For this exercise, copy the data exactly and omit any images.

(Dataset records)
= = = = =

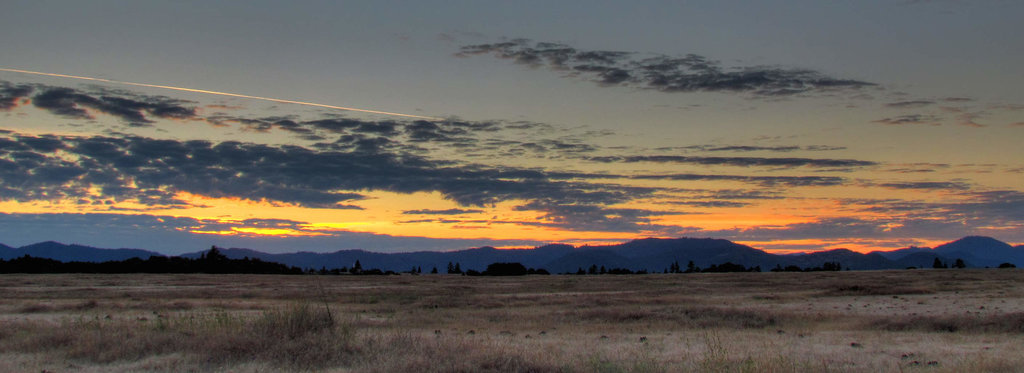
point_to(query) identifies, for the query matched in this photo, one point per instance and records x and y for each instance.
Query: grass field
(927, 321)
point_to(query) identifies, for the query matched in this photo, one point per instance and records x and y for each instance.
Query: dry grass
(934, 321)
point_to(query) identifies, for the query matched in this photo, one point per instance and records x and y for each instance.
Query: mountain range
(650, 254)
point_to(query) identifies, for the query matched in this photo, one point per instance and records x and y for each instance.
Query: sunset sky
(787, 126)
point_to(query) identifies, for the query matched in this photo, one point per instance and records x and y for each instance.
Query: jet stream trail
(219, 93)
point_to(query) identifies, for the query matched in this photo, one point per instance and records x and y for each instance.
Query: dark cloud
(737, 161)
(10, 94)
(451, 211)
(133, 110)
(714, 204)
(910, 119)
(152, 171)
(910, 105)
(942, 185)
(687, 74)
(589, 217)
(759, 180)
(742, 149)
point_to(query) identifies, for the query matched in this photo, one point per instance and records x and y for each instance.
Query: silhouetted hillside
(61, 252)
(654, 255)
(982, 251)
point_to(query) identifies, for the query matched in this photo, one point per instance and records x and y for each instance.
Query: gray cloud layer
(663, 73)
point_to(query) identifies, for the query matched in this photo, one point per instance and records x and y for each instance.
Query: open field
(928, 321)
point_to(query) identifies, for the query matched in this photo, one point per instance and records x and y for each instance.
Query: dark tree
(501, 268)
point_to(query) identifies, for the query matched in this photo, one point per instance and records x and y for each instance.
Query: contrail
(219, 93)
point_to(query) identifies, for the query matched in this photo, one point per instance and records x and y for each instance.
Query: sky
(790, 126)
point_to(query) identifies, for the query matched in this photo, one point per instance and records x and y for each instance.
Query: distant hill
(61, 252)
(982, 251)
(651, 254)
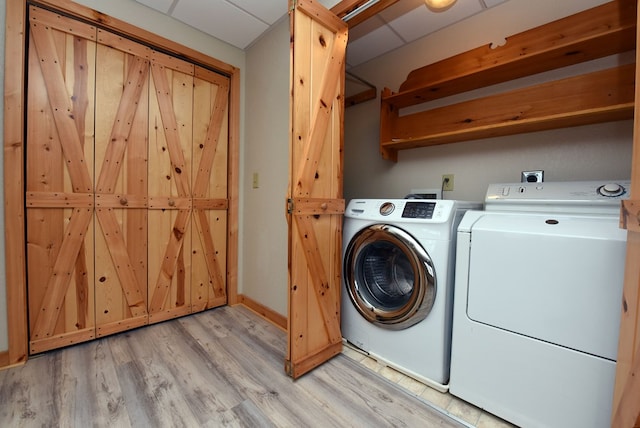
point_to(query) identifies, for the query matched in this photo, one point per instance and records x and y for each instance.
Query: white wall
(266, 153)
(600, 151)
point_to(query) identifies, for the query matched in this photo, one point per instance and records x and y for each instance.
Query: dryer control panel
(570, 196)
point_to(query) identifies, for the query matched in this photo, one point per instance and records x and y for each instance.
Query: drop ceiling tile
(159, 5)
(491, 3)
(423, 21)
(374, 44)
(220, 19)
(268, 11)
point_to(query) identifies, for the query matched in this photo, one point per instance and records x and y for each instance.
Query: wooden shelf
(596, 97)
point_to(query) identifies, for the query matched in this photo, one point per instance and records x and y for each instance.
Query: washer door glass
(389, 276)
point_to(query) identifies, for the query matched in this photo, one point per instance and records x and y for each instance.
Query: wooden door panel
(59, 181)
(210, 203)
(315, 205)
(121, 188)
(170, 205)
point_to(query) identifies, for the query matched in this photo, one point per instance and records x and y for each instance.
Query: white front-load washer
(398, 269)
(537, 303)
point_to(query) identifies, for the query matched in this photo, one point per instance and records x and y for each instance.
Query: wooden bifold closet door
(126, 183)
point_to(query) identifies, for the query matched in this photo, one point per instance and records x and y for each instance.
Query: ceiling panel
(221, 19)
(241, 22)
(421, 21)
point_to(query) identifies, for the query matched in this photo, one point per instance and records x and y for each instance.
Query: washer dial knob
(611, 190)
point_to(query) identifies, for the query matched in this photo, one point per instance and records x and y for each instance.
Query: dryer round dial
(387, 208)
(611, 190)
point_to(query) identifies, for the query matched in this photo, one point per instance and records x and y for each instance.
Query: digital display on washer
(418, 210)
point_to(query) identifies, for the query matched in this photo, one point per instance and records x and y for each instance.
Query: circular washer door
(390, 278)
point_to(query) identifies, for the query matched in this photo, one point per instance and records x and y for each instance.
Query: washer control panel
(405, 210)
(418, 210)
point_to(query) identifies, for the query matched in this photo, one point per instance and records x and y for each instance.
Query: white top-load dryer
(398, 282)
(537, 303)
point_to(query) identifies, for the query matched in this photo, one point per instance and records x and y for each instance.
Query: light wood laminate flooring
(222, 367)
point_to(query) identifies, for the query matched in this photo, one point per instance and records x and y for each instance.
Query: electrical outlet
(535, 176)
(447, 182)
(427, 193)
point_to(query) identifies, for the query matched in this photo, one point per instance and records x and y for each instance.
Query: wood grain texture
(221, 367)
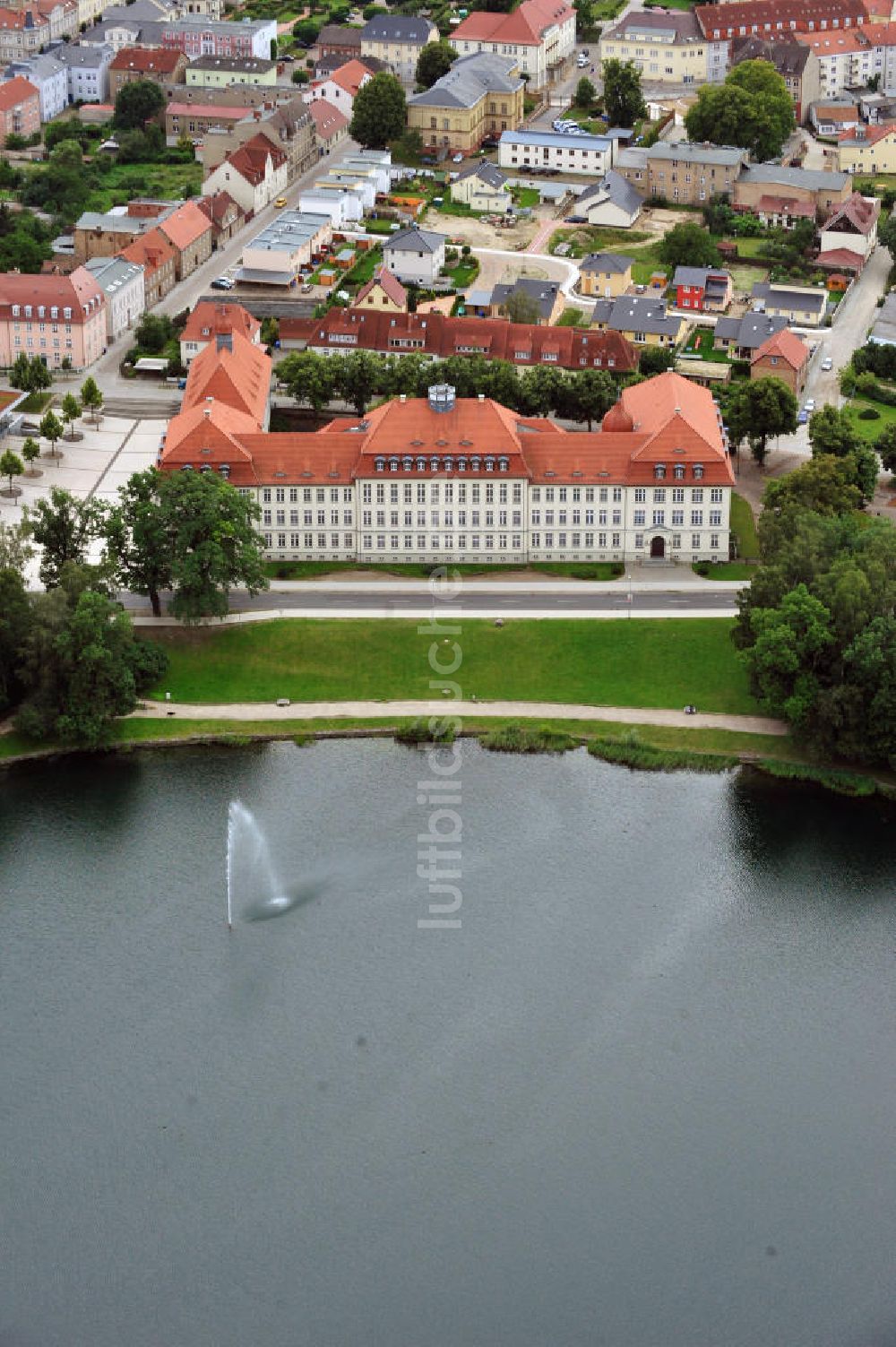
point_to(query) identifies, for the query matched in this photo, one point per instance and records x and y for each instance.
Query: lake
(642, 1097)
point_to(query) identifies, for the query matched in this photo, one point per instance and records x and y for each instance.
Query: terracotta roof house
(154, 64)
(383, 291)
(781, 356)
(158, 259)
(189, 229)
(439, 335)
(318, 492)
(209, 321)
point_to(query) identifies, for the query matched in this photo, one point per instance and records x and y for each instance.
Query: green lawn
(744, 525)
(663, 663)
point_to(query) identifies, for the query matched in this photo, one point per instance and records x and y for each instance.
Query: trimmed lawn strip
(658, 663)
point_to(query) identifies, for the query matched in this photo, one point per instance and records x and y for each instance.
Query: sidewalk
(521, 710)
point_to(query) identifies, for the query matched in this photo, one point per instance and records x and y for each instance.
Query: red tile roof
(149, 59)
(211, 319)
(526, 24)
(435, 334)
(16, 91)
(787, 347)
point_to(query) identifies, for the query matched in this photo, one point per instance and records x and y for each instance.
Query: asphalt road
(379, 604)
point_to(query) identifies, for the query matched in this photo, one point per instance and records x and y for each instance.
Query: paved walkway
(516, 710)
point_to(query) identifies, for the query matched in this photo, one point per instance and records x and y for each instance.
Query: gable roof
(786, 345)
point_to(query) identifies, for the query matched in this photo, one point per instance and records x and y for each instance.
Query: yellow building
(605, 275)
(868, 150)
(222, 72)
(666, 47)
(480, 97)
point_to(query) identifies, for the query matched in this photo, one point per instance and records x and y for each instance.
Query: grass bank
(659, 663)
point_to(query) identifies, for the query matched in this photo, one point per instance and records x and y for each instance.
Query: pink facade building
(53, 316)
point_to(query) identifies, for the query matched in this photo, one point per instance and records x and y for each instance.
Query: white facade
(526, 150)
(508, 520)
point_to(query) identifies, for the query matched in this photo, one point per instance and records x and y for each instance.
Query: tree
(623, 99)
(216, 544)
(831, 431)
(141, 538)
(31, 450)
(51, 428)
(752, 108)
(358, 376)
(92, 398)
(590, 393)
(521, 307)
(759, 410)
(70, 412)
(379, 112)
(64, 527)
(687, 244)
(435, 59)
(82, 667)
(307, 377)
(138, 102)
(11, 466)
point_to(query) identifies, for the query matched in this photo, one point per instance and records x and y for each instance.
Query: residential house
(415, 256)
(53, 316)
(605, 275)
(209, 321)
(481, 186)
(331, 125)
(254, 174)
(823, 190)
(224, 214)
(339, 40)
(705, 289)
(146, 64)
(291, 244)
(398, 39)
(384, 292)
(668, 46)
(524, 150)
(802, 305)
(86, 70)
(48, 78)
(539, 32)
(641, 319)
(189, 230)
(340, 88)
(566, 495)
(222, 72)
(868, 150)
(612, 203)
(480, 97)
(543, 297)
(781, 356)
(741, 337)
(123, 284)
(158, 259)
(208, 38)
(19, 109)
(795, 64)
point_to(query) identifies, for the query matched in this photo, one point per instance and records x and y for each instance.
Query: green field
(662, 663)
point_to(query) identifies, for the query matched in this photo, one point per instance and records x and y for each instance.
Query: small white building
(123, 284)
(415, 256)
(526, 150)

= = = = =

(Answer below):
point_to(query) identifies, for the query matched in this photo, one point per instance and records x and y for each instance.
Query: grass field
(927, 321)
point_to(query) identifies, for the query matched in this photo, one point per instance and records x and y for each instance.
Query: dry grass
(934, 321)
point_to(query) identifies, for the query matched in this photo, one point per instance and records x and y for each instance.
Query: mountain range
(650, 254)
point_to(query) identifies, for the query matched in this photo, one point per instance and records x and y for each instance.
Query: sunset sky
(787, 126)
point_to(query) identifies, for the query matched in this photo, one point per instance and records x and y for each instance.
Query: jet stream trail
(219, 93)
point_to(query) identifies, for the query matched in this photo, one point per instance and records x and y for each instance.
Query: dark cloud
(737, 161)
(10, 94)
(451, 211)
(133, 110)
(714, 204)
(910, 119)
(152, 171)
(910, 105)
(942, 185)
(687, 74)
(589, 217)
(759, 180)
(742, 149)
point_to(query) identifies, for the query matched in this photo, one point per instance and records x and y for each instance.
Query: silhouetted hillside
(61, 252)
(654, 255)
(982, 251)
point_to(query) identifies, for the query matched in this photo, one point per instance and records x and y for each instance.
Query: gray cloud layer
(663, 73)
point_to(query) identifies, for the query matched in this photo, one point per instance and records x and y for each instance.
Query: open field
(928, 321)
point_to(query) identifies, for the query matched in this photo, one point per instance and records x and y for each instance.
Query: dark tree
(501, 268)
point_to(query) identifies, for the query matched in this photo, one point per instance and records x and y for each instance.
Query: contrail
(219, 93)
point_to(query) identifies, for the query matched in this photo, one point per instance and records x and y for each instance.
Query: sky
(790, 126)
point_to(query) identifies, for the query matched in this photo, one point per instance and records x and y for each instance.
Query: distant hill
(61, 252)
(982, 251)
(651, 254)
point_to(query) identifies, for the query matched in this photo, one point per instance and records x and y for each instance.
Query: white wall
(266, 153)
(600, 151)
point_to(query) identifies, for the query matched in this photo, one point per instance and records x and y for each instance.
Query: dryer control panel
(570, 196)
point_to(query) identifies, for the query matched in this photo, one point per instance and records x and y for each instance.
Query: drop ceiling tile
(159, 5)
(491, 3)
(423, 21)
(374, 44)
(220, 19)
(268, 11)
point_to(query) identifies, for the query matched in this photo, one point per instance and records x and y for each instance.
Query: wooden shelf
(596, 97)
point_to(query) identifies, for the query matched in this photo, one point per instance and records x and y for each instance.
Query: washer door glass
(389, 276)
point_to(query) identifies, for the query matched in this photo, one point per instance and records x and y for each instance.
Query: wooden door panel
(59, 181)
(210, 203)
(315, 205)
(121, 188)
(170, 205)
point_to(query) identifies, for the query matched in this photo, one point per instance and records x and y for each instance.
Query: white front-load washer
(398, 269)
(537, 303)
point_to(query) identifies, for the query matched in this photo, one point per instance and records x and y for each instance.
Query: wooden bifold closet door
(126, 183)
point_to(query) identifies, for the query matched in this photo, one point per instance and records x and y for each instance.
Query: ceiling panel
(221, 19)
(241, 22)
(421, 21)
point_to(query) identifies, for the query matched in this photo, one point per instance and records x and y for each instance.
Query: washer dial knob
(611, 190)
point_to(query) identifies, for the query matched in this photo, one point per instance and records x and y for each instance.
Query: dryer round dial
(387, 208)
(611, 190)
point_to(query) identifies, for the query matched in this photo, one point per instance and records x and y for each instance.
Query: digital display on washer
(418, 210)
point_to(query) identifies, for the query matched in this photo, one point per instance and records x and y for each instance.
Query: circular washer door
(390, 278)
point_to(query) identifies, for the query matched in this photo, one point per instance and records x and y for each instance.
Query: washer control panel
(405, 210)
(418, 210)
point_to(query) identifies, for the query matched in this photo, one point per instance and records x and y for each instance.
Query: white top-load dryer
(398, 282)
(537, 303)
point_to(query) identifies, for the query matched in this photo, one point per instance and records x and y for each instance.
Query: light wood laminate flooring
(222, 367)
point_to(query) identifies, for the query matched in this photo, one point per instance and records x and y for each instance.
Query: electrical outlet
(535, 176)
(447, 182)
(427, 193)
point_to(query) identifies, for the query matched in this photo, one point per instance and records x and y for each instance.
Query: wood grain texture
(221, 367)
point_to(query) identifies, for the query matched in this photo, one point per instance and records x and y for each instance.
Query: lake
(642, 1097)
point_to(query) identifies, for the query matched in this photo, one point per instance and records x and y for each instance.
Query: terracotta roof house
(154, 64)
(383, 291)
(781, 356)
(158, 259)
(189, 229)
(439, 335)
(318, 492)
(209, 321)
point_to(query) identifies, for the query matched in this photo, one point per instance and records x and y for each instance.
Query: green lawn
(744, 525)
(663, 663)
point_to(query) identifies, for the query matched in this photo, one point per instance and records x and y for each instance.
Query: trimmed lawn strip
(658, 663)
point_to(query) identifies, for the query matched in this photo, one point per instance and records x and y for each instance.
Query: sidewalk
(521, 710)
point_to(query) identifies, for the query matched in this photo, one point per instance and records x and y for each instance.
Query: red tile roof
(149, 59)
(211, 319)
(526, 24)
(435, 334)
(16, 91)
(787, 347)
point_to(query) identifies, for the query matched in this photo, one point per instance and records x and y for each instance.
Query: asphalt road
(379, 604)
point_to(query) identifies, for the query matched in this photo, one point per instance and records x and y for each instance.
Query: paved walkway
(516, 710)
point_to(query) identifies, for the query matched in this photo, one point per instance and records x and y for each instance.
Query: gable roof
(786, 345)
point_to(query) identifies, for the query matched in this photo, one point per instance and records x and y for each instance.
Query: yellow building
(605, 275)
(868, 150)
(222, 72)
(666, 47)
(480, 97)
point_to(query) identifies, for the query matched in this photo, one point per instance and records x and y for each instance.
Query: grass bank
(659, 663)
point_to(query) identifies, for the query matched in this photo, one point per instance and records x and y for each instance.
Query: pink facade building
(53, 316)
point_to(query) identifies, for the query matched in this photo, one point per instance and records x and y for each instance.
Query: white facade
(526, 150)
(508, 520)
point_to(query) identifies, for the query matched in this photo, one point per instance and records x and y for each instance.
Query: tree
(623, 99)
(216, 544)
(831, 431)
(141, 538)
(31, 450)
(51, 428)
(752, 108)
(358, 376)
(92, 398)
(590, 393)
(521, 307)
(759, 410)
(70, 412)
(379, 112)
(64, 527)
(687, 244)
(435, 59)
(82, 667)
(307, 377)
(138, 102)
(11, 466)
point_to(query) identifies, for the query matched in this photo, one point per instance and records x and y for each instance.
Query: residential house
(415, 256)
(53, 316)
(605, 275)
(209, 321)
(481, 186)
(331, 125)
(254, 174)
(823, 190)
(224, 214)
(339, 40)
(705, 289)
(146, 64)
(291, 244)
(398, 39)
(384, 292)
(668, 46)
(524, 150)
(802, 305)
(86, 70)
(48, 78)
(539, 32)
(641, 319)
(189, 230)
(340, 88)
(566, 495)
(222, 72)
(868, 150)
(612, 203)
(480, 97)
(543, 297)
(781, 356)
(741, 337)
(123, 284)
(158, 259)
(208, 38)
(19, 109)
(795, 64)
point_to(query) identifies, for the query matched in this photo, one point per instance and records x and y for each instance.
Query: green field
(662, 663)
point_to(query) identifies, for the query matched in this photo, one point per instance and records x and y for each instance.
Query: small white building
(123, 284)
(415, 256)
(526, 150)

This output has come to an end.